(Reuters) - Merck & Co Inc (MRK.N) reported better-than-expected quarterly earnings on strong sales of vaccines and treatments for diabetes and HIV, giving investors greater faith the company can weather looming generic competition for its flagship Singulair asthma drug.
The No. 2 U.S. drugmaker, whose shares were up 3.4 percent after touching a 52-week high, on Friday also attributed the second-quarter profit beat to a $260 million decline in marketing and administrative expenses.
The company is girding for the U.S. patent expiration next month on its biggest product, $5 billion-a-year Singulair, which will open the floodgates to cheaper generics. Analysts expect the pill to swiftly lose as much as two-thirds of its sales and hurt Merck's results for the rest of the year and well into 2013.
Adding to the pain, the company's Maxalt migraine drug, with $600 million in annual sales, goes generic in December, followed by generic competition next year for its Temodar brain cancer medicine, which has near-blockbuster sales of $900 million.
Merck is counting on its respected pipeline of experimental drugs to come through and help offset the vanishing Singulair sales. Over the next 18 months, it aims to seek six drug approvals, including marketing applications for new types of therapies for insomnia and osteoporosis.
ISI Group analyst Mark Schoenebaum said quarterly results were "very good," driven by surprisingly strong sales.
"But this really isn't an earnings story, (but) more of an emerging pipeline story against the backdrop of low investor expectations," he wrote in a research note.
▬▬▬▬▬▬
> **Exercises to complete**:
A) Extract the stretch of the Merck article from "The company is" through "insomnia and osteoporosis.".
B) In the Merck article, how much were Merck's marketing and administrative expenses said to have declined?
C) Continue the Merck article from where it stops.

Dataset items:
▬▬▬▬▬▬
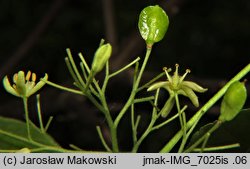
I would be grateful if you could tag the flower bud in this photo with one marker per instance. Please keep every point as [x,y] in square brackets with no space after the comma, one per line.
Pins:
[153,24]
[101,57]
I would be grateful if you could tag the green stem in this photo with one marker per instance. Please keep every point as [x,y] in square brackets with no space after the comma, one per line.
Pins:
[169,120]
[150,126]
[217,148]
[205,142]
[124,68]
[39,113]
[102,139]
[182,118]
[168,147]
[64,88]
[25,102]
[135,87]
[48,123]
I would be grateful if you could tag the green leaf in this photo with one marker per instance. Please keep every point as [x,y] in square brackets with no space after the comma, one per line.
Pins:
[201,132]
[233,101]
[153,24]
[13,136]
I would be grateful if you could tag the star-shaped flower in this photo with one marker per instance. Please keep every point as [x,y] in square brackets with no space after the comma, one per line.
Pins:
[22,86]
[176,85]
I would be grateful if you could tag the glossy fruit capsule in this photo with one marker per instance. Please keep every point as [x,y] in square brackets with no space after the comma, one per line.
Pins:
[233,101]
[153,24]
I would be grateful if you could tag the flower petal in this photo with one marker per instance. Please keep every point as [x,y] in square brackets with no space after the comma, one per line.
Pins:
[194,86]
[191,95]
[38,86]
[8,87]
[20,83]
[168,106]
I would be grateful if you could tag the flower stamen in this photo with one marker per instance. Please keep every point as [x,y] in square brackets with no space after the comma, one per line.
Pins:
[183,76]
[168,76]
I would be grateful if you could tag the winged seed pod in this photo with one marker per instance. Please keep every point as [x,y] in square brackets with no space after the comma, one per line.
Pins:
[153,24]
[233,101]
[101,57]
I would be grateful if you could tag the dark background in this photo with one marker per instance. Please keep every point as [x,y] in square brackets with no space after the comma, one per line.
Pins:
[210,37]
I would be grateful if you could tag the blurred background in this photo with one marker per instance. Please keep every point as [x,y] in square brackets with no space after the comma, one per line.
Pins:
[210,37]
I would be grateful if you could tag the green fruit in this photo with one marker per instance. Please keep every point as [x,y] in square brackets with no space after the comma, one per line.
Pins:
[153,24]
[233,101]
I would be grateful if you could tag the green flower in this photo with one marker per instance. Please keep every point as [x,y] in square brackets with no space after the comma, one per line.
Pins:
[177,85]
[22,86]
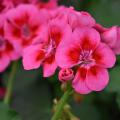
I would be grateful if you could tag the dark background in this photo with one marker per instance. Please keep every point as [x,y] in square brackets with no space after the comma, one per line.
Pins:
[33,95]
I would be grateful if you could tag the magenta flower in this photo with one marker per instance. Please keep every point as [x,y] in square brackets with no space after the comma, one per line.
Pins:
[112,38]
[8,51]
[43,52]
[66,75]
[23,26]
[91,57]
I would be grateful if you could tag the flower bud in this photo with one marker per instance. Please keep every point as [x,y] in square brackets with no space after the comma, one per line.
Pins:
[66,75]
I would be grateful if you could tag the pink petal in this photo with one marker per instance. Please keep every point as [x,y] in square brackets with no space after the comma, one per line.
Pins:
[79,83]
[97,78]
[87,38]
[33,57]
[85,19]
[116,48]
[49,66]
[4,62]
[104,56]
[67,55]
[110,36]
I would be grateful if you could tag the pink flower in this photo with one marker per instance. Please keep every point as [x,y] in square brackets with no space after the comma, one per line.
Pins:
[8,51]
[43,52]
[111,37]
[23,26]
[66,75]
[5,5]
[91,56]
[2,92]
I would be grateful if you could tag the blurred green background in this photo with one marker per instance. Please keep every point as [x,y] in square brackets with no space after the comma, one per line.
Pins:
[33,95]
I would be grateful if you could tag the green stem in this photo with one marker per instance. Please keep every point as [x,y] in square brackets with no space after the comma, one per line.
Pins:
[61,104]
[10,83]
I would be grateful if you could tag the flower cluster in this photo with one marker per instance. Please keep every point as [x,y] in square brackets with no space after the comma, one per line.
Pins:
[58,37]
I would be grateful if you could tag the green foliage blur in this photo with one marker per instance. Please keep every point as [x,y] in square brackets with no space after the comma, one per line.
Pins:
[33,95]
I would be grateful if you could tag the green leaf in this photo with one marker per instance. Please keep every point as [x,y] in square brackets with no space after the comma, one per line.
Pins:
[114,84]
[7,113]
[31,96]
[85,111]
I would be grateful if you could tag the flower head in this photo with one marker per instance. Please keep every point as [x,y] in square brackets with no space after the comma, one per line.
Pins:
[43,52]
[91,57]
[66,75]
[23,26]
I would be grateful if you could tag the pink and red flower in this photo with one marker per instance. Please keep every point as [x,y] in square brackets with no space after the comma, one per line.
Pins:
[8,51]
[66,75]
[43,52]
[91,57]
[23,26]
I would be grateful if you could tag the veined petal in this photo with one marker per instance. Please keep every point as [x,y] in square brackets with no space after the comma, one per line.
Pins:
[67,55]
[4,62]
[79,83]
[49,66]
[87,38]
[33,57]
[110,36]
[104,56]
[97,78]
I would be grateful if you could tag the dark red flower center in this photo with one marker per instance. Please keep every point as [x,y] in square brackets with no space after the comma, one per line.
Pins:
[86,59]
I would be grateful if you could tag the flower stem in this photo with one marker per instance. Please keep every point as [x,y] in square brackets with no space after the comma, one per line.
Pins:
[10,83]
[61,104]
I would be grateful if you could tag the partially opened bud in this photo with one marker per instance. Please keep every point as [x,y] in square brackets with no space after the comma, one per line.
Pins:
[66,75]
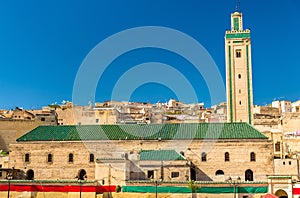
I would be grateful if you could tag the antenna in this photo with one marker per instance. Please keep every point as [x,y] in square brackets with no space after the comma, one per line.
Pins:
[237,6]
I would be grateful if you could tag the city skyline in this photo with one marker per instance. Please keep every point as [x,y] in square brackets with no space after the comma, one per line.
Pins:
[44,44]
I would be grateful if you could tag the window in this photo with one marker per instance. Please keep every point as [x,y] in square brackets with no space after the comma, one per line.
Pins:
[203,157]
[174,174]
[150,174]
[238,53]
[249,175]
[226,157]
[219,172]
[30,174]
[252,157]
[277,146]
[27,157]
[71,157]
[92,157]
[50,158]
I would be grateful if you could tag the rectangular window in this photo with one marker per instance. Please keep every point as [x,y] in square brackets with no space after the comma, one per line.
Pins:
[277,146]
[174,174]
[236,23]
[150,174]
[238,53]
[27,157]
[71,158]
[50,158]
[92,157]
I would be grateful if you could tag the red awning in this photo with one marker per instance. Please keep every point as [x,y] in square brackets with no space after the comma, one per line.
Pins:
[269,196]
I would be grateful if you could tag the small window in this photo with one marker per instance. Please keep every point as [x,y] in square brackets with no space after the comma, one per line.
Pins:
[249,175]
[227,157]
[252,157]
[203,157]
[238,53]
[50,158]
[277,146]
[71,158]
[174,174]
[92,157]
[150,174]
[27,157]
[219,172]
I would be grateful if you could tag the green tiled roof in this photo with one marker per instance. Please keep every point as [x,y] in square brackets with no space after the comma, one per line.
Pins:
[158,155]
[144,132]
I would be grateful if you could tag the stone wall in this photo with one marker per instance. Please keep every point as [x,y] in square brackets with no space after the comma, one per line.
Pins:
[60,168]
[10,130]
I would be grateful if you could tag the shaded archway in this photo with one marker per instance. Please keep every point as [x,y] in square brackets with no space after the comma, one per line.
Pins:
[30,174]
[281,194]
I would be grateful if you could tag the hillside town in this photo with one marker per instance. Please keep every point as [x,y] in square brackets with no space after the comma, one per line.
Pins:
[171,149]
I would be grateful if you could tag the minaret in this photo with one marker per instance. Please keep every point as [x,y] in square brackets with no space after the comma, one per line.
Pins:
[238,71]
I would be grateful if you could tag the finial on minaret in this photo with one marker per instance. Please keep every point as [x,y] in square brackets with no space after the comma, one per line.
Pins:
[237,6]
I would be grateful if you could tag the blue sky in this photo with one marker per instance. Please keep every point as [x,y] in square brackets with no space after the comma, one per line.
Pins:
[43,44]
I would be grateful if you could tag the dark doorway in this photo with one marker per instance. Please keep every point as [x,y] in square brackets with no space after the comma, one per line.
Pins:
[193,174]
[150,174]
[249,175]
[82,174]
[30,174]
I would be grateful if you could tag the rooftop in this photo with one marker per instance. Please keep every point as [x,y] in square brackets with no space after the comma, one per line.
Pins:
[159,155]
[144,132]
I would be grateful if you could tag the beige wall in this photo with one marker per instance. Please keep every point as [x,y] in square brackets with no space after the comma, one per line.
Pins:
[62,169]
[10,130]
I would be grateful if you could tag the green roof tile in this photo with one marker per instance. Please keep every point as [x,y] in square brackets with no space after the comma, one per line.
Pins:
[158,155]
[144,131]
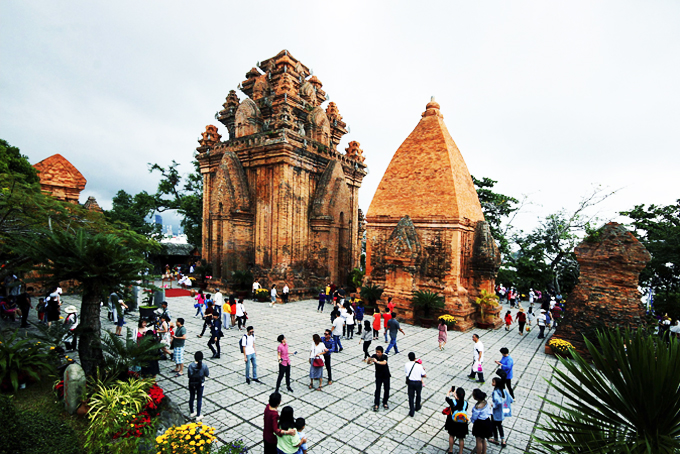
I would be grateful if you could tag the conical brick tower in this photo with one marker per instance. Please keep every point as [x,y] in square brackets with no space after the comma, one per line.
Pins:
[425,226]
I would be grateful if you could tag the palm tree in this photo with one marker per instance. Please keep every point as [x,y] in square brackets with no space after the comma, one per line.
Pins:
[626,401]
[100,262]
[427,301]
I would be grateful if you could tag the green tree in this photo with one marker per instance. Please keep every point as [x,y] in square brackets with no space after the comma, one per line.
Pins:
[13,162]
[184,194]
[133,211]
[626,401]
[496,208]
[658,229]
[99,261]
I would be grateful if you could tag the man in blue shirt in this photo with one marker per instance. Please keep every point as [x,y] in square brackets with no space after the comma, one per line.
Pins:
[507,364]
[329,342]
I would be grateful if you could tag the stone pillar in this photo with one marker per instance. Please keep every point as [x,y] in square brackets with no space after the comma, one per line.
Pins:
[74,385]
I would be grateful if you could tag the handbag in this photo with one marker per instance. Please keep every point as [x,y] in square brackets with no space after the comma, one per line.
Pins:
[409,374]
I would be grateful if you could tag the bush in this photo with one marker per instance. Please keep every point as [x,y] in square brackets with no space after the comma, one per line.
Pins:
[626,401]
[21,361]
[187,439]
[33,433]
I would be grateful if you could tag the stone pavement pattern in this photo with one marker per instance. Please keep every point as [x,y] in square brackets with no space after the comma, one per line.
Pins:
[339,418]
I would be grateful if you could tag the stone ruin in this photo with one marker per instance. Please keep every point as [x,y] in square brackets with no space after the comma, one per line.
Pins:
[607,294]
[425,227]
[279,198]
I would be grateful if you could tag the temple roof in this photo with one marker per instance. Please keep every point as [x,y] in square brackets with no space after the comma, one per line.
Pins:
[427,177]
[58,171]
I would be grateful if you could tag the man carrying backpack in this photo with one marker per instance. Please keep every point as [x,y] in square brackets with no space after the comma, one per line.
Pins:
[197,373]
[247,346]
[215,334]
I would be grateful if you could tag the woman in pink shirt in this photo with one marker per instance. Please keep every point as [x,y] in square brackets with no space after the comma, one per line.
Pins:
[284,363]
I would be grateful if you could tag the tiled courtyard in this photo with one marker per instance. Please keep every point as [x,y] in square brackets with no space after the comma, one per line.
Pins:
[340,418]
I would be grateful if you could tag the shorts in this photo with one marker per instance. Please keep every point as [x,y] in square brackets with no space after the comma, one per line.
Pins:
[178,355]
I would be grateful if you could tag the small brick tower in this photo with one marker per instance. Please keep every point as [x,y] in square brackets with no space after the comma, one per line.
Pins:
[279,198]
[425,227]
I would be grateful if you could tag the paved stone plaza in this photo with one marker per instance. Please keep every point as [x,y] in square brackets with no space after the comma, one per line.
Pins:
[340,417]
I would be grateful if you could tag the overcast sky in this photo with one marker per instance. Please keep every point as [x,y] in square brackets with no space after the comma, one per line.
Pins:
[548,98]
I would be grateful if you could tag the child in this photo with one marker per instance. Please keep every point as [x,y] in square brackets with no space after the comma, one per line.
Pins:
[508,320]
[300,426]
[376,323]
[322,301]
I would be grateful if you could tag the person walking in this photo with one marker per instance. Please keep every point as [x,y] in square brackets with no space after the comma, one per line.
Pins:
[271,424]
[477,359]
[521,319]
[507,364]
[215,335]
[285,293]
[322,301]
[540,321]
[382,377]
[178,340]
[394,329]
[338,324]
[284,362]
[443,334]
[247,343]
[366,337]
[387,316]
[414,381]
[272,294]
[499,400]
[482,427]
[331,347]
[200,304]
[349,322]
[316,361]
[359,316]
[457,420]
[376,323]
[240,314]
[197,373]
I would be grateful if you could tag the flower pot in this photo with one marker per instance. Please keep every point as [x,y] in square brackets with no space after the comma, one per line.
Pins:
[82,409]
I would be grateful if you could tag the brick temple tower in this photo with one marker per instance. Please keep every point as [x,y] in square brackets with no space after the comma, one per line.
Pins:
[425,228]
[279,198]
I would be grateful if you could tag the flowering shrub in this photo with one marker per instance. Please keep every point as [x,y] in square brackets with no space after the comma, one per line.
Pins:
[262,294]
[560,346]
[450,320]
[186,439]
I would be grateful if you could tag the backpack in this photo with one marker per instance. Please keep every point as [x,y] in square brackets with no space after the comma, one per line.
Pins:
[241,345]
[461,415]
[195,376]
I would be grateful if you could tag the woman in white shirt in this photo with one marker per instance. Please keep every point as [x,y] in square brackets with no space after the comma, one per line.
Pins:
[316,362]
[240,314]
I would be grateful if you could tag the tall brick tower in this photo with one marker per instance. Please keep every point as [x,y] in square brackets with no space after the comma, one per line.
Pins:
[425,228]
[279,198]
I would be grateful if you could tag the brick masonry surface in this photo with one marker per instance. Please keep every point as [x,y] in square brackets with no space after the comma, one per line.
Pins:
[339,418]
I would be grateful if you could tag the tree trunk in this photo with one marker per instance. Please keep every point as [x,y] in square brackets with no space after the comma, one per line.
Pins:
[90,349]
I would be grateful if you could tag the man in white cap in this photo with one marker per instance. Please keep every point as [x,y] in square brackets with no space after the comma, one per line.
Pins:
[540,320]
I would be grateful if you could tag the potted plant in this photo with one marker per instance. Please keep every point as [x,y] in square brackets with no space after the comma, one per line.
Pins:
[449,320]
[428,302]
[488,309]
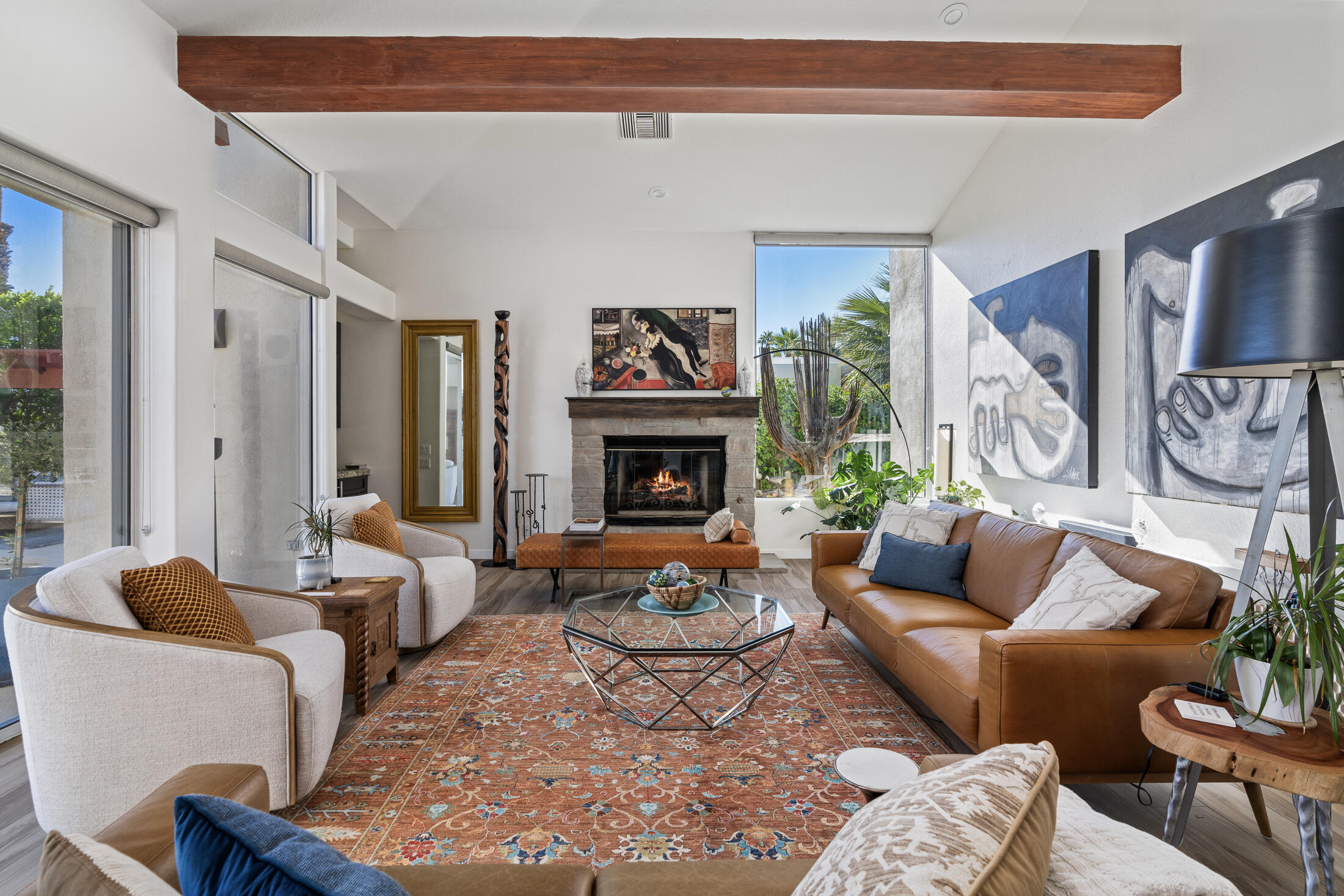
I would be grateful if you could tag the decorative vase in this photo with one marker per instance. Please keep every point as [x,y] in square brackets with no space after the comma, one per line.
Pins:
[313,573]
[1254,679]
[583,379]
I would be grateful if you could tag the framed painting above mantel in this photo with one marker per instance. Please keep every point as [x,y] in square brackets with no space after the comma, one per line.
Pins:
[664,348]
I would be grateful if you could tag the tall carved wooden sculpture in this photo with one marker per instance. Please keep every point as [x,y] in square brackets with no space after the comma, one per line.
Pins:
[822,433]
[499,555]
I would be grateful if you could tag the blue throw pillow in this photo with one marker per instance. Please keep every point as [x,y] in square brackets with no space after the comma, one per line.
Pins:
[229,850]
[921,567]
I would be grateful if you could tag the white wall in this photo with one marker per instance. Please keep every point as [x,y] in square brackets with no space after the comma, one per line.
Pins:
[1262,85]
[550,281]
[93,86]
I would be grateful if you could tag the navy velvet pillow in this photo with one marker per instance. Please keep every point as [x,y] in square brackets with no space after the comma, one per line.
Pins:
[225,848]
[921,567]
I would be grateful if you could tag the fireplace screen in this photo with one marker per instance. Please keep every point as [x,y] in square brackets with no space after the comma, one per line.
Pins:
[663,480]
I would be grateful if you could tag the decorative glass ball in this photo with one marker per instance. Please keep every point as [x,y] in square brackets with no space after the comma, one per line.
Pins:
[677,570]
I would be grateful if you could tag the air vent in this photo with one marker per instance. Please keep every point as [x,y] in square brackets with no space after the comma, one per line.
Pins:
[646,125]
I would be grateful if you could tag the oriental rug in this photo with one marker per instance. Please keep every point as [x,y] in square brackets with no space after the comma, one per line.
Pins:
[496,750]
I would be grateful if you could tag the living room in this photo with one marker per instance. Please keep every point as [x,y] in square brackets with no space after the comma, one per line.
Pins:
[582,448]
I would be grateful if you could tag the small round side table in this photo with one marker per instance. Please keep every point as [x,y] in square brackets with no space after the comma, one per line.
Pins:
[1304,763]
[875,771]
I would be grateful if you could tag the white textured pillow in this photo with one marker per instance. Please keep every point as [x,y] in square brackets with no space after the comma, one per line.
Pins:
[913,524]
[982,826]
[78,864]
[1086,594]
[1097,856]
[718,527]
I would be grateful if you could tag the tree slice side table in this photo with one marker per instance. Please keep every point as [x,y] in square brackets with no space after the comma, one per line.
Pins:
[363,614]
[1304,763]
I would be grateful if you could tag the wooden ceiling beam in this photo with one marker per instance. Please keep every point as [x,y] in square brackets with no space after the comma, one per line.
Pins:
[675,75]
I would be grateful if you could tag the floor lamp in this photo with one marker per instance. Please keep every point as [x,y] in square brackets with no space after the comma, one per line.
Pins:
[1268,301]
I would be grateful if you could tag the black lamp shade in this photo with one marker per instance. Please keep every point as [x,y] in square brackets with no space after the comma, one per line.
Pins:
[1266,300]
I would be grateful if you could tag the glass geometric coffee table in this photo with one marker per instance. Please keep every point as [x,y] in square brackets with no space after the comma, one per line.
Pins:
[684,671]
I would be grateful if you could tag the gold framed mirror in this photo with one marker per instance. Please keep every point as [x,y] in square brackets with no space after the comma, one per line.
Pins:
[439,421]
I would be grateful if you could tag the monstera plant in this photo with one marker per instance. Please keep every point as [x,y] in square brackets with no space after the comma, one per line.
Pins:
[858,489]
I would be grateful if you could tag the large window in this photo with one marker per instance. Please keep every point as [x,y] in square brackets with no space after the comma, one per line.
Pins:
[65,321]
[847,288]
[260,178]
[65,297]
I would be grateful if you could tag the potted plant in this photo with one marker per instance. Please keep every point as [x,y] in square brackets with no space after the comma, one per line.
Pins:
[858,489]
[1288,644]
[316,533]
[963,494]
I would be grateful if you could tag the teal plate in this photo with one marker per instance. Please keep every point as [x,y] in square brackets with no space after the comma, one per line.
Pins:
[706,603]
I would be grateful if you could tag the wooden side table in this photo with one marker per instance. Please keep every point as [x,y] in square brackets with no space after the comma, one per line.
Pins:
[363,614]
[570,535]
[1304,763]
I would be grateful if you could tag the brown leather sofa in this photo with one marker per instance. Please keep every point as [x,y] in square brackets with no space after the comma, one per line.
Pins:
[144,833]
[1077,690]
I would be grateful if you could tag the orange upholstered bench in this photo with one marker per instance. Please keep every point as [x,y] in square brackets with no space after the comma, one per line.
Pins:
[637,551]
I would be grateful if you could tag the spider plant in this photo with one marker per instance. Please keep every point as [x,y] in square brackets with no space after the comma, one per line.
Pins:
[316,527]
[1295,628]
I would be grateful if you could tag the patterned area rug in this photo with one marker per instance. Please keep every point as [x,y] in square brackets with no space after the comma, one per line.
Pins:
[496,750]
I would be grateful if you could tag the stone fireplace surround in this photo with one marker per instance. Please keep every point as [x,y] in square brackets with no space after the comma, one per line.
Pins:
[734,418]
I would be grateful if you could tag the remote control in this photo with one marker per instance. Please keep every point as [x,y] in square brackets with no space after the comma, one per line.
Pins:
[1206,691]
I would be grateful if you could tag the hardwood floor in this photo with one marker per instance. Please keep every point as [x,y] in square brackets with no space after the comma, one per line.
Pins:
[1221,832]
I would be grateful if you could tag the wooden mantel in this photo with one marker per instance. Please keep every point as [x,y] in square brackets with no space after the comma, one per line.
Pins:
[677,75]
[656,406]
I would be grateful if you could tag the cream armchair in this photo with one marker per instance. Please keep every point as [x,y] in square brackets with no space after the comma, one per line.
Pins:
[109,711]
[440,581]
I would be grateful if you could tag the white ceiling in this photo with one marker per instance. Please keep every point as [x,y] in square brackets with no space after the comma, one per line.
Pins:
[570,171]
[855,19]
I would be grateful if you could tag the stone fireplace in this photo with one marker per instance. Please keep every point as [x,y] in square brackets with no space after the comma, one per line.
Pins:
[663,464]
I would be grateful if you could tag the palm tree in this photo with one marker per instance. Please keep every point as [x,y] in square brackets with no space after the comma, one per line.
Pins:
[863,328]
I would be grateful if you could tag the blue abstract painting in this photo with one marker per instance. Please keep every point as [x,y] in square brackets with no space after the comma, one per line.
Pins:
[1208,439]
[1032,385]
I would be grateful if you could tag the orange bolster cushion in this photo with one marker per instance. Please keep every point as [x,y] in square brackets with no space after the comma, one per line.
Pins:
[377,527]
[183,597]
[741,534]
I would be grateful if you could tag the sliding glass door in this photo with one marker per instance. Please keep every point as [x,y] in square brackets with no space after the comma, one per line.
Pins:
[65,324]
[264,441]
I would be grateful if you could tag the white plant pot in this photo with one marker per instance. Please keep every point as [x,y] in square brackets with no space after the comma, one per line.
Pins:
[313,573]
[1254,679]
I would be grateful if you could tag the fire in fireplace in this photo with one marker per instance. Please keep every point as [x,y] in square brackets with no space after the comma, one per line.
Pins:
[663,480]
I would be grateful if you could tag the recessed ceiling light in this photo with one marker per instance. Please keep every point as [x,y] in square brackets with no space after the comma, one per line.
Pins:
[953,15]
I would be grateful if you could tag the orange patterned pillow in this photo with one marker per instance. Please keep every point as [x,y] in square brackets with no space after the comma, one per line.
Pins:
[378,527]
[182,597]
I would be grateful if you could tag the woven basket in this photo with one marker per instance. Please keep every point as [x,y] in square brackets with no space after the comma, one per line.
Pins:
[681,598]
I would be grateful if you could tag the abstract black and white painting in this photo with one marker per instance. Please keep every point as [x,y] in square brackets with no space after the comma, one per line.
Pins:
[664,348]
[1197,439]
[1032,386]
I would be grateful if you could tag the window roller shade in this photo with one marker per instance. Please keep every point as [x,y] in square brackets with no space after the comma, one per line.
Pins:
[26,169]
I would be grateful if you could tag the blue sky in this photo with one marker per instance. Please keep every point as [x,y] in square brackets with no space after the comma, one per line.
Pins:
[804,281]
[35,242]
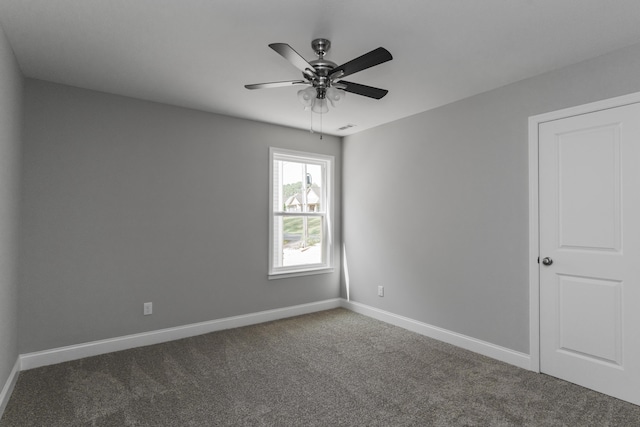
▬▬▬▬▬▬
> **Results in order**:
A)
The company is girding for the U.S. patent expiration next month on its biggest product, $5 billion-a-year Singulair, which will open the floodgates to cheaper generics. Analysts expect the pill to swiftly lose as much as two-thirds of its sales and hurt Merck's results for the rest of the year and well into 2013.
Adding to the pain, the company's Maxalt migraine drug, with $600 million in annual sales, goes generic in December, followed by generic competition next year for its Temodar brain cancer medicine, which has near-blockbuster sales of $900 million.
Merck is counting on its respected pipeline of experimental drugs to come through and help offset the vanishing Singulair sales. Over the next 18 months, it aims to seek six drug approvals, including marketing applications for new types of therapies for insomnia and osteoporosis.

B) $260 million.

C)
Morningstar analyst Damien Conover said the coming wave of new Merck drugs should spark the beginnings of a profit rebound in 2014, just as diabetes drug Januvia and other new medicines allowed Merck to bounce back from earlier patent expirations on big drugs like its Zocor cholesterol fighter and Fosamax osteoporosis treatment.
"Previous rebounds remind folks that Merck has a very innovative pipeline and the ability to bring new products to market," Conover said. "And its resiliency will allow it to get through the Singulair patent cliff."
Merck's research spending rose 12 percent in the quarter, to $2.17 billion, as it completes costly late-stage trials of new drugs.
Company Chief Executive Kenneth Frazier, in a conference call with analysts, said the company has significantly trimmed its research budget since 2009, but is willing to boost spending when warranted.
"At the end of the day, research and development spending should be a function ... of specific products we have in the pipeline," he said.
Merck said it had earned $1.79 billion, or 58 cents per share, in the second quarter, compared with $2.02 billion, or 65 cents per share, a year earlier.
Excluding special items, the company earned $1.05 per share. Analysts on average expected $1.01.
Sales rose 1 percent to $12.31 billion, topping estimates of $12.15 billion. They would have risen 5 percent if not for the stronger dollar, which lowers the value of sales in overseas markets.
Despite the negative impact of foreign exchange, Merck affirmed its full-year earnings forecast of $3.75 to $3.85 per share, excluding special items. That compares with last year's profit of $3.77.
Singulair sales rose 6 percent in the quarter to $1.43 billion. Sales of Januvia, Merck's fastest-growing product in the past few years, soared 36 percent to $1.06 billion, while a related treatment called Janumet rose 28 percent to $411 million.
Sales of HIV treatment Isentress rose 18 percent to $398 million. But sales of blood pressure treatment Cozaar, which recently lost patent protection, tumbled 17 percent to $337 million.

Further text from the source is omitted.